WRITTEN EXERCISE
Your copy should begin at the line containing "In this picture, where can the arc de" and end at the last line of the records; transcribe those lines exactly and leave out every picture.

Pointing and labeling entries
----------------

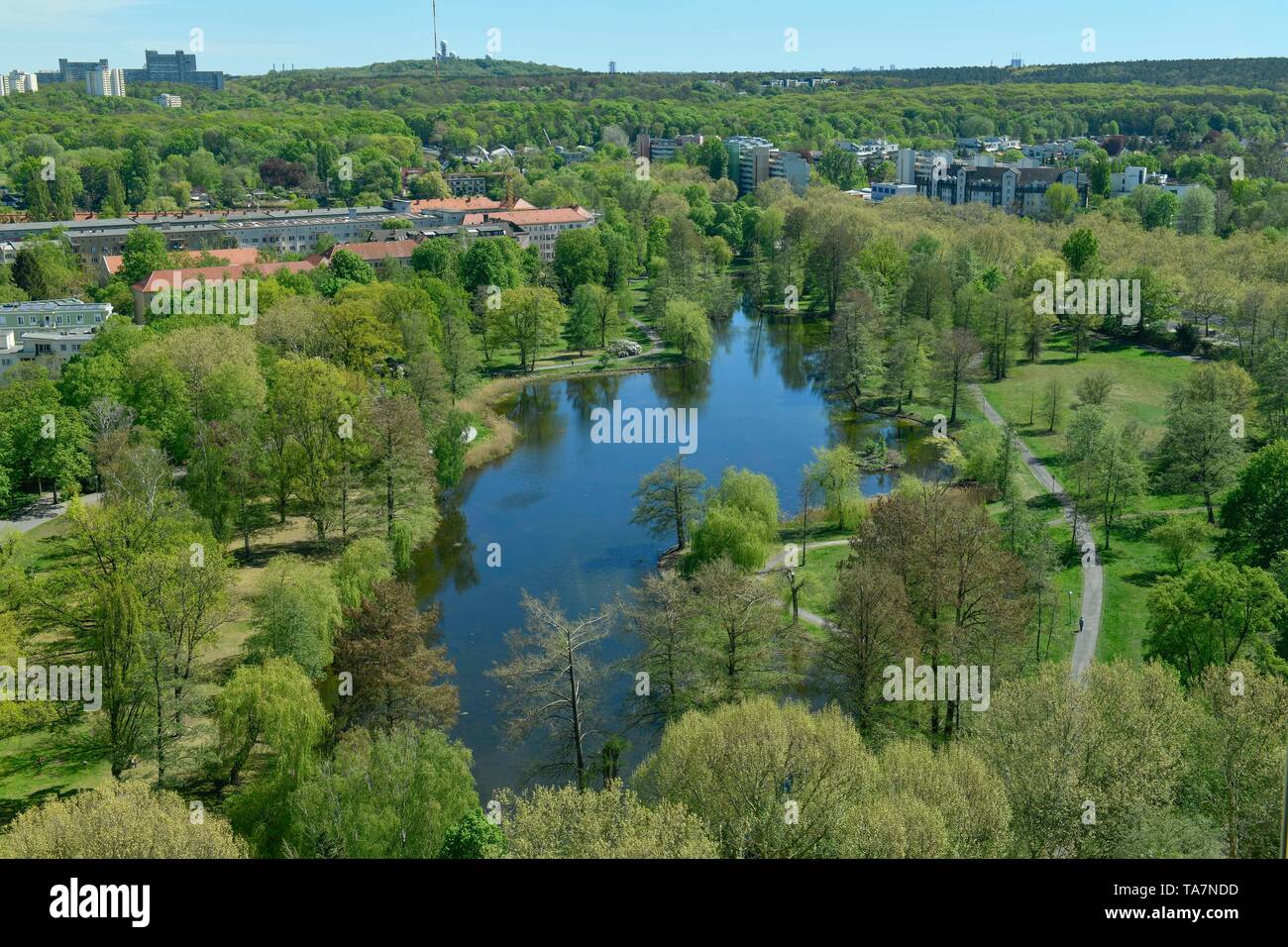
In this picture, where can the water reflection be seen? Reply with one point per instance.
(559, 505)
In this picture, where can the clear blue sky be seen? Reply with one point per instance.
(248, 37)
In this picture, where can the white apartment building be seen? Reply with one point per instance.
(53, 313)
(58, 330)
(104, 81)
(20, 82)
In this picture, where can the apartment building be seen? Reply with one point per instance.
(104, 81)
(1014, 188)
(662, 149)
(53, 313)
(175, 67)
(17, 82)
(540, 228)
(50, 331)
(467, 184)
(752, 161)
(282, 231)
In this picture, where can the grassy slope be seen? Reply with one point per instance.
(1144, 381)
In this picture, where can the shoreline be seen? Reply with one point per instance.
(503, 433)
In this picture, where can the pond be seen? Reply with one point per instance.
(559, 505)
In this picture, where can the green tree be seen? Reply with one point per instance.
(384, 795)
(143, 254)
(687, 328)
(120, 819)
(1237, 757)
(531, 318)
(580, 260)
(394, 677)
(552, 684)
(295, 613)
(606, 823)
(1254, 513)
(1212, 615)
(668, 500)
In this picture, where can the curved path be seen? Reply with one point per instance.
(1093, 573)
(39, 513)
(776, 562)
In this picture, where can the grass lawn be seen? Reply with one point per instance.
(46, 763)
(819, 573)
(1133, 565)
(1144, 381)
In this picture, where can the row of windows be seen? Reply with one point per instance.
(37, 320)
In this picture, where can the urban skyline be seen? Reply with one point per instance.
(829, 37)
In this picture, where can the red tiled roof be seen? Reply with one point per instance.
(472, 202)
(163, 278)
(236, 257)
(375, 250)
(554, 215)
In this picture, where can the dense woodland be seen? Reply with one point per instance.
(290, 458)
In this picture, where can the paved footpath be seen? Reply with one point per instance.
(1093, 573)
(777, 561)
(40, 513)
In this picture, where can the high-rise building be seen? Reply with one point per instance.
(77, 71)
(104, 80)
(22, 81)
(175, 67)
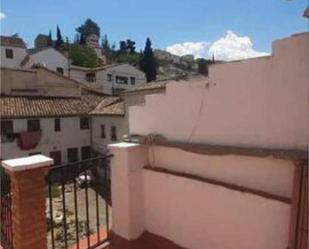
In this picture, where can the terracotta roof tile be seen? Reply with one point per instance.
(21, 107)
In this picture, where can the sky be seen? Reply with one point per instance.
(227, 29)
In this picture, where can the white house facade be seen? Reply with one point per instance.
(50, 58)
(13, 51)
(111, 79)
(51, 116)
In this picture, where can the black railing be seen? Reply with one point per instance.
(78, 204)
(6, 239)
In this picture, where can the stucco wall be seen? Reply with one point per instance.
(102, 82)
(18, 53)
(198, 215)
(259, 102)
(99, 143)
(271, 175)
(51, 58)
(70, 136)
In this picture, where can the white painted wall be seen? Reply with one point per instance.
(257, 102)
(69, 136)
(198, 215)
(270, 175)
(99, 143)
(51, 58)
(18, 53)
(125, 70)
(102, 82)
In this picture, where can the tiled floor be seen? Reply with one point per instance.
(146, 241)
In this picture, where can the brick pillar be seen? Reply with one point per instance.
(28, 200)
(127, 189)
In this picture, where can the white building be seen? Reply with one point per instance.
(111, 79)
(50, 57)
(13, 51)
(44, 112)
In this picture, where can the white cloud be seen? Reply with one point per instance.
(233, 47)
(198, 49)
(2, 15)
(228, 48)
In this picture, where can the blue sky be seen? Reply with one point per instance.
(166, 22)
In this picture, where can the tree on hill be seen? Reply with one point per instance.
(50, 39)
(148, 62)
(59, 40)
(83, 56)
(89, 27)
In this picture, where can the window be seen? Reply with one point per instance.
(84, 123)
(56, 155)
(59, 70)
(72, 155)
(121, 80)
(102, 131)
(7, 131)
(9, 53)
(6, 126)
(132, 80)
(33, 125)
(113, 133)
(86, 152)
(90, 77)
(57, 124)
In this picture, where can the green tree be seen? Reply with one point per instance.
(105, 44)
(130, 46)
(59, 40)
(122, 47)
(50, 39)
(148, 62)
(83, 56)
(89, 27)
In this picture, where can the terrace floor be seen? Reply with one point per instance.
(146, 241)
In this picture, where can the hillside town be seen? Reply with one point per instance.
(107, 147)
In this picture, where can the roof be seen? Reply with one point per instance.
(12, 41)
(147, 86)
(74, 67)
(114, 109)
(29, 106)
(32, 51)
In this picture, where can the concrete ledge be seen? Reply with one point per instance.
(123, 145)
(27, 163)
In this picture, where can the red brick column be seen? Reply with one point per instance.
(28, 201)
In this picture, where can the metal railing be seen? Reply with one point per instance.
(6, 239)
(78, 204)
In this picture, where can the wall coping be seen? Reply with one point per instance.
(123, 145)
(27, 163)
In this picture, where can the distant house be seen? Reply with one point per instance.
(111, 79)
(92, 41)
(41, 41)
(13, 51)
(43, 112)
(50, 57)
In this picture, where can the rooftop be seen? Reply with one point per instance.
(26, 106)
(12, 41)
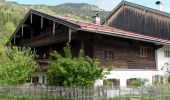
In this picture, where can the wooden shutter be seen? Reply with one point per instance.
(153, 79)
(117, 82)
(128, 82)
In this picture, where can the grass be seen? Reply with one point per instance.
(32, 98)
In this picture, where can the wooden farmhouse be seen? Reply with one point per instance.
(129, 39)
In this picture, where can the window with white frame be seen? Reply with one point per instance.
(167, 53)
(108, 54)
(143, 52)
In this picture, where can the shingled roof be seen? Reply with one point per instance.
(95, 28)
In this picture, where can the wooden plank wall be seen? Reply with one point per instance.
(141, 21)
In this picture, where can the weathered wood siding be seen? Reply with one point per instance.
(141, 21)
(126, 53)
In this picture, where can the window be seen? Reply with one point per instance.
(43, 79)
(167, 53)
(112, 82)
(143, 51)
(129, 82)
(108, 54)
(156, 79)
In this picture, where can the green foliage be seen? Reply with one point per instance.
(16, 64)
(73, 71)
(139, 82)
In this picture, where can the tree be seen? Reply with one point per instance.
(16, 65)
(73, 71)
(7, 31)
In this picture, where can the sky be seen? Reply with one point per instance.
(104, 4)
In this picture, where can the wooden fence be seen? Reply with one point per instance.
(84, 93)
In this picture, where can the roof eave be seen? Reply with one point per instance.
(127, 37)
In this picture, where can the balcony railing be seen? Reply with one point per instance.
(44, 39)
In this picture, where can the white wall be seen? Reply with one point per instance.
(40, 75)
(160, 59)
(124, 75)
(144, 74)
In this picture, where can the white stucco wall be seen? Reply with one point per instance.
(40, 75)
(124, 75)
(160, 58)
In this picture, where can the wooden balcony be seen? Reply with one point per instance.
(140, 64)
(45, 39)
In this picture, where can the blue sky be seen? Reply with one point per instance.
(104, 4)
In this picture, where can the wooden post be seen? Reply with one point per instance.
(22, 30)
(42, 22)
(14, 39)
(31, 18)
(69, 35)
(82, 45)
(31, 34)
(53, 27)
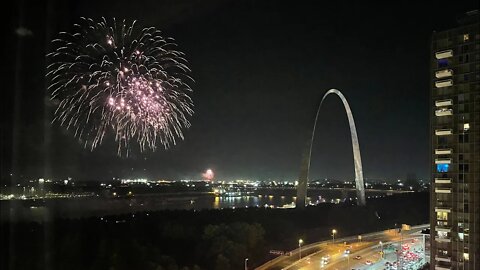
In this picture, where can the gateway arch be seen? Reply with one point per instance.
(357, 160)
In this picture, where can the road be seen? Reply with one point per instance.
(368, 248)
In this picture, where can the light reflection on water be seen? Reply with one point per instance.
(98, 206)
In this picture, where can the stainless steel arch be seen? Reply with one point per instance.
(305, 167)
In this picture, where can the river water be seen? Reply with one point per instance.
(38, 210)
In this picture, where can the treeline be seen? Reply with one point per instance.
(210, 239)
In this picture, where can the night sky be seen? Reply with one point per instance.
(260, 68)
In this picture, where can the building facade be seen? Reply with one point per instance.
(455, 146)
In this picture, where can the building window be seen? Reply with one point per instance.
(442, 215)
(443, 167)
(442, 63)
(463, 167)
(463, 138)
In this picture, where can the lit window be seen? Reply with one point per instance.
(442, 234)
(442, 215)
(442, 167)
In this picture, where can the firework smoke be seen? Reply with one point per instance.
(109, 78)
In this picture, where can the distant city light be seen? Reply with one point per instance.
(208, 175)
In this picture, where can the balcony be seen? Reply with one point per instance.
(443, 83)
(445, 209)
(444, 54)
(443, 229)
(443, 151)
(444, 112)
(444, 73)
(443, 190)
(442, 240)
(443, 102)
(443, 180)
(443, 258)
(443, 132)
(443, 161)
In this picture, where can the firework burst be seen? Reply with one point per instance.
(110, 78)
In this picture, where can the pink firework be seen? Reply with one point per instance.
(109, 78)
(208, 175)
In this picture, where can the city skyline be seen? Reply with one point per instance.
(250, 122)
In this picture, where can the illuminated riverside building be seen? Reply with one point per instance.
(455, 146)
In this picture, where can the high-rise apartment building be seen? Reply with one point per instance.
(455, 146)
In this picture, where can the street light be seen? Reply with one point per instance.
(300, 242)
(333, 235)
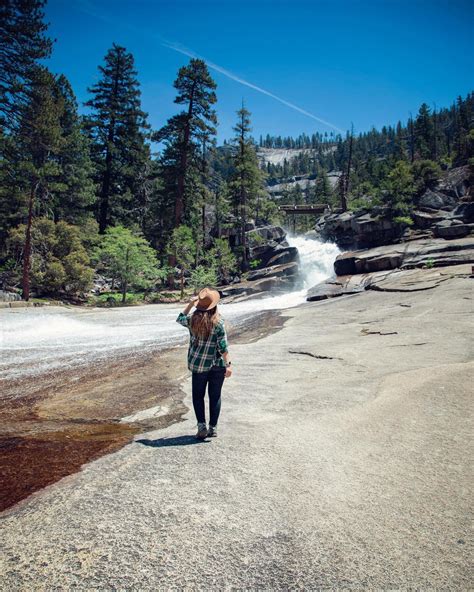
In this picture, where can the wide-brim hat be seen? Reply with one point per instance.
(207, 299)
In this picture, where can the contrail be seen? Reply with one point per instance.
(88, 7)
(180, 49)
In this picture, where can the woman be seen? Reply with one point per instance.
(208, 357)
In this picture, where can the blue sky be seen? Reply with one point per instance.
(366, 62)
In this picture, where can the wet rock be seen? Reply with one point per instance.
(457, 182)
(465, 212)
(426, 218)
(9, 296)
(288, 269)
(268, 233)
(436, 200)
(361, 229)
(276, 278)
(339, 286)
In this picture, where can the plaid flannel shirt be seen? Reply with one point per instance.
(205, 353)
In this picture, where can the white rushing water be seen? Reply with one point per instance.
(36, 340)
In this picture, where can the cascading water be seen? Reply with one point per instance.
(34, 341)
(316, 259)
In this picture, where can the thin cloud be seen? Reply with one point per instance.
(183, 50)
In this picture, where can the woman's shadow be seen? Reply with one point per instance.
(176, 441)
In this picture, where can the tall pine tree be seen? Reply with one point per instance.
(22, 44)
(118, 131)
(184, 136)
(247, 180)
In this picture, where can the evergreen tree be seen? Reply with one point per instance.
(128, 259)
(75, 190)
(424, 133)
(118, 131)
(38, 146)
(184, 136)
(22, 44)
(247, 180)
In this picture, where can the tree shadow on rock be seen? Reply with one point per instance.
(176, 441)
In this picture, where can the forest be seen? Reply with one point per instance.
(102, 194)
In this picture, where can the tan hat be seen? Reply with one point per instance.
(207, 299)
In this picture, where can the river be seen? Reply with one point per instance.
(34, 341)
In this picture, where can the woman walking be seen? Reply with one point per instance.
(208, 357)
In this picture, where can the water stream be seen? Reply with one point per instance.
(38, 340)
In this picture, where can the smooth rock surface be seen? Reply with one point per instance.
(417, 253)
(342, 463)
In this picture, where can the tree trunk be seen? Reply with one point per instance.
(218, 226)
(179, 202)
(346, 184)
(106, 182)
(412, 141)
(27, 248)
(243, 203)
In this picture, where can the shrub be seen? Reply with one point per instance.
(201, 277)
(60, 264)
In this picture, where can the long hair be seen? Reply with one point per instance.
(203, 322)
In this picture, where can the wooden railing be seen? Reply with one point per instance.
(304, 209)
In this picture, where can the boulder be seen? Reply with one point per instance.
(288, 269)
(340, 286)
(268, 233)
(427, 217)
(417, 253)
(464, 211)
(456, 182)
(436, 200)
(9, 296)
(283, 255)
(451, 229)
(359, 229)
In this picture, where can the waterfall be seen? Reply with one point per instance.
(316, 259)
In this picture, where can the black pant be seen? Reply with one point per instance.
(213, 379)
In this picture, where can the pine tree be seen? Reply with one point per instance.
(75, 193)
(424, 133)
(184, 136)
(22, 44)
(38, 146)
(247, 180)
(118, 131)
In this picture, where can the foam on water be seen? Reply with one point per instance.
(33, 341)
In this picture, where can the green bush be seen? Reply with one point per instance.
(201, 277)
(60, 264)
(403, 220)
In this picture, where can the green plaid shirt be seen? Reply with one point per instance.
(205, 353)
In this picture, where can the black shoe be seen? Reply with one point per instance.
(202, 431)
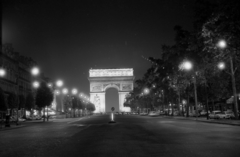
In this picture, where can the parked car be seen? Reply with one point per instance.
(154, 113)
(143, 114)
(223, 115)
(204, 113)
(230, 114)
(214, 114)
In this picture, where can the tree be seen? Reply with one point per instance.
(12, 101)
(29, 102)
(44, 96)
(224, 24)
(22, 101)
(3, 104)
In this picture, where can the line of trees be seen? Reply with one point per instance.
(75, 103)
(169, 84)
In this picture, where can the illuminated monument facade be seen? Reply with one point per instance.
(102, 79)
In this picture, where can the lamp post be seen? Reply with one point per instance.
(222, 44)
(2, 72)
(187, 65)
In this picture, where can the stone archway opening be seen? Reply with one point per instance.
(102, 79)
(112, 99)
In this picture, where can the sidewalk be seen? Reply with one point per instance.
(23, 124)
(204, 119)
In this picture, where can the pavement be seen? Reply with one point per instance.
(25, 123)
(204, 119)
(201, 119)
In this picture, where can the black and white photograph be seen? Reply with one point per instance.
(120, 78)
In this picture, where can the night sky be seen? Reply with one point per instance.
(68, 37)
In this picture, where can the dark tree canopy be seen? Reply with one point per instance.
(44, 96)
(29, 102)
(3, 104)
(22, 101)
(12, 101)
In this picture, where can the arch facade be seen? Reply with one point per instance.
(102, 79)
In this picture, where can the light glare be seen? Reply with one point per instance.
(35, 71)
(2, 72)
(74, 91)
(221, 65)
(59, 83)
(65, 90)
(222, 44)
(35, 84)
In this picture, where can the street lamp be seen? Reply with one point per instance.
(221, 65)
(146, 91)
(35, 71)
(187, 65)
(2, 72)
(36, 84)
(222, 44)
(65, 91)
(59, 83)
(74, 91)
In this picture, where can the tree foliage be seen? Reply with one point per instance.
(3, 104)
(12, 101)
(44, 96)
(29, 102)
(168, 82)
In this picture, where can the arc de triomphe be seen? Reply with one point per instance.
(102, 79)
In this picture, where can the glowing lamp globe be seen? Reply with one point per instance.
(35, 71)
(35, 84)
(74, 91)
(222, 44)
(187, 65)
(2, 72)
(221, 65)
(65, 90)
(59, 83)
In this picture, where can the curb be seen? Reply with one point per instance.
(216, 122)
(10, 128)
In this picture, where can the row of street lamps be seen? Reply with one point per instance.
(55, 87)
(187, 65)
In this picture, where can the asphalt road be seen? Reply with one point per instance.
(130, 136)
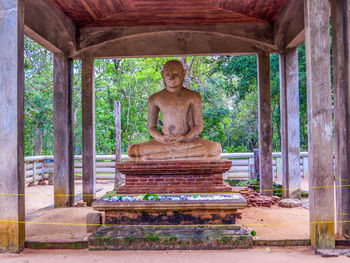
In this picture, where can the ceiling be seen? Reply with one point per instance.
(92, 13)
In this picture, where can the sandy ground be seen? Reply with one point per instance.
(259, 254)
(42, 196)
(67, 224)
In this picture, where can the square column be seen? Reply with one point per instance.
(12, 178)
(265, 124)
(88, 126)
(341, 73)
(290, 124)
(320, 123)
(63, 132)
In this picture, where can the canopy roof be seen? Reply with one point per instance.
(130, 28)
(87, 13)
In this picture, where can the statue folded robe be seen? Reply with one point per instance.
(152, 150)
(183, 122)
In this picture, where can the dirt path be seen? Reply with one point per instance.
(278, 255)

----------------

FULL SOLUTION
In this picture, where can the arc de triomphe be seen? Reply with one point per instance.
(102, 79)
In this picture, where can the glowing lamp globe be seen? Reply with one point per instance.
(35, 71)
(35, 84)
(74, 91)
(222, 44)
(187, 65)
(2, 72)
(221, 65)
(65, 90)
(59, 83)
In this picture, where can the curb be seen? Reply with one point per instance.
(216, 122)
(10, 128)
In this picture, where can the row of street lamps be seen? Reply with one point per instance.
(55, 87)
(187, 65)
In this picture, where can the asphalt road be seen? Reply with one point per instance.
(130, 136)
In this picture, where can the ceiling be seen? Reply with one point per instance.
(92, 13)
In this picture, where can the sandy ground be seen? Reply with one point per instance.
(259, 254)
(42, 196)
(67, 224)
In this picture, where can the square column be seen? Reply with one point per instance.
(12, 178)
(265, 124)
(88, 126)
(341, 73)
(290, 124)
(320, 123)
(63, 132)
In this picture, where can the canopy roof be seen? Reply with one point per instance.
(130, 28)
(87, 13)
In this picture, where can the statue folded robe be seen? Reply with one point per instance.
(152, 150)
(183, 122)
In this picture, where can the dirt path be seen? Reply with one point per instance.
(278, 255)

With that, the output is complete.